- Opening Delimiter -
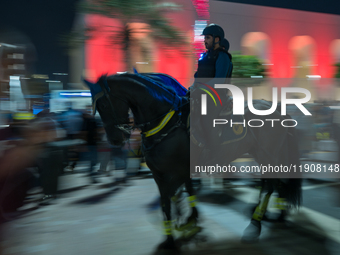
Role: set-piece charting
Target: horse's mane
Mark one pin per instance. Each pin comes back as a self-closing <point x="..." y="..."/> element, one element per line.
<point x="156" y="89"/>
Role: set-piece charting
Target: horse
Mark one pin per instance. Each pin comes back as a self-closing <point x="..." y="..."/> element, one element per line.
<point x="162" y="116"/>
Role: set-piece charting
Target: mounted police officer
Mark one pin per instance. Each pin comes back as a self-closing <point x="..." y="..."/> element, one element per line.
<point x="216" y="62"/>
<point x="214" y="66"/>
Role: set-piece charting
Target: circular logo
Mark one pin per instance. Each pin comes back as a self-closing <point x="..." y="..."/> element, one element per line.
<point x="238" y="129"/>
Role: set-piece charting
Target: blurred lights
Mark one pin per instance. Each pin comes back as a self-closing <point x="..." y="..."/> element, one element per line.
<point x="202" y="8"/>
<point x="313" y="77"/>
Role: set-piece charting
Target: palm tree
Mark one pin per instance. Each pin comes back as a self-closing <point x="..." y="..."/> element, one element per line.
<point x="150" y="12"/>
- Closing Delimiter -
Each record above goes into the copy word for word; the pictures do not.

--- OUTPUT ---
Role: set-piece charting
Target: horse's mane
Mark one pin per instance. Each pin comes back as a self-closing <point x="..." y="..."/> element, one element per line.
<point x="156" y="89"/>
Role: set-piece charting
Target: horse
Mark one pin per instance. Each pin comes back as a self-closing <point x="..." y="..."/> element, one element per line.
<point x="162" y="116"/>
Role: set-piece charting
Target: mounted police officer
Mark one pin per instance. Each pin comes back as a self-closing <point x="..." y="..."/> element, one element per line.
<point x="216" y="62"/>
<point x="214" y="66"/>
Role: set-piece charting
Target: circular logo
Mark one pin per instance. Each pin comes back as a self-closing <point x="..." y="..."/> element, one element per line.
<point x="238" y="129"/>
Role: set-piece charting
Target: blurred lights
Mark one pin per instance. Each pin comes back as a self-closing <point x="..." y="..."/> element, one element per line.
<point x="202" y="8"/>
<point x="313" y="77"/>
Role: set-piece charting
Target: palm tree
Mark one pin per instance. Each pin comes back as a self-closing <point x="..." y="..."/> element, one element per line.
<point x="150" y="12"/>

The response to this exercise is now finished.